## Items from a dataset:
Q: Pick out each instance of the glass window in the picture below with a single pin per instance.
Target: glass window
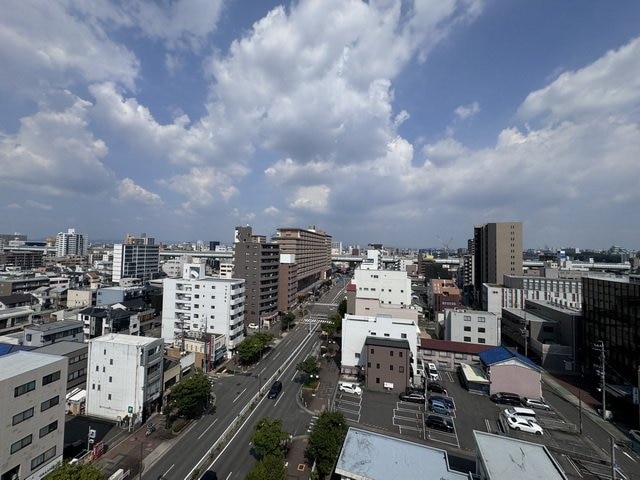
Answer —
(24, 388)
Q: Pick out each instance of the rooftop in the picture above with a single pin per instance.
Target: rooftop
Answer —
(20, 362)
(369, 455)
(507, 458)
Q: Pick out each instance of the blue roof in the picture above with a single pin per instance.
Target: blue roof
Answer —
(500, 354)
(6, 348)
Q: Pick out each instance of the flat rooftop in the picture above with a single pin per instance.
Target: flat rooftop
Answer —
(372, 455)
(20, 362)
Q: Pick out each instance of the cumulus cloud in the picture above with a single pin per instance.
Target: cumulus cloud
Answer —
(129, 191)
(467, 111)
(55, 152)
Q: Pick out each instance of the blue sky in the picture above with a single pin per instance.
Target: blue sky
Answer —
(387, 121)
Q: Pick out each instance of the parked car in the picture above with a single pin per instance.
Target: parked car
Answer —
(533, 403)
(439, 423)
(436, 387)
(414, 397)
(275, 389)
(506, 398)
(350, 388)
(439, 407)
(523, 424)
(447, 401)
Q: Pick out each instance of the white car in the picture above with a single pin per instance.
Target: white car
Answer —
(523, 424)
(350, 388)
(533, 403)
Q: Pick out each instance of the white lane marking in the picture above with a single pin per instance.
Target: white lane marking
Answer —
(207, 429)
(165, 473)
(239, 395)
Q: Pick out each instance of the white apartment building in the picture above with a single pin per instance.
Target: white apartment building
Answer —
(195, 305)
(124, 378)
(356, 329)
(32, 389)
(389, 287)
(472, 326)
(71, 243)
(135, 261)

## Exercise aim:
Copy every line of the data above word for word, leaving out the pictures.

## Answer to the exercise:
Q: Pick out each instance of the glass window in the picture below with a single pin per instance.
Target: glass window
Answer —
(24, 388)
Q: Pick out each instance of the rooftop in the picture above with a single pin per instance.
Target: rooftop
Answer —
(20, 362)
(369, 455)
(507, 458)
Q: Pick out each instance of the blue roof in the picture above with a single pin per instance.
Target: blue roof
Answer —
(500, 354)
(6, 348)
Q: Pick out each instance of the flat rooftop in the picture above with a single pin per instance.
Target: flat rooftop
Answer —
(372, 455)
(20, 362)
Q: Pick out each instance of the cumulus cloud in the picture above with a single pin per instance.
Target: cumulus cloud
Answer —
(129, 191)
(467, 111)
(55, 152)
Q: Pick out each instance of the blue sky in the picture above with a single pin per instance.
Target: blue sky
Answer —
(387, 121)
Q: Pick out each instance of the parked car in the picture above with a single pin per instance.
Target: parked car
Answer —
(533, 403)
(439, 423)
(436, 387)
(414, 397)
(275, 389)
(506, 398)
(350, 388)
(439, 407)
(523, 424)
(447, 401)
Q: Pick out each instance of the white car in the picture above with a single pin per instance.
Target: white car
Answer —
(523, 424)
(350, 388)
(533, 403)
Q: Pick out each instance of the white lane marking in the picture above with a single pin per instance.
Target: white lane marking
Answer —
(207, 429)
(165, 473)
(239, 395)
Q: Pick out each instance of the white apartment building in the picture above with a single pin per instance.
Target: white apartment building
Answer —
(195, 305)
(124, 378)
(356, 329)
(32, 389)
(389, 287)
(472, 326)
(71, 243)
(135, 261)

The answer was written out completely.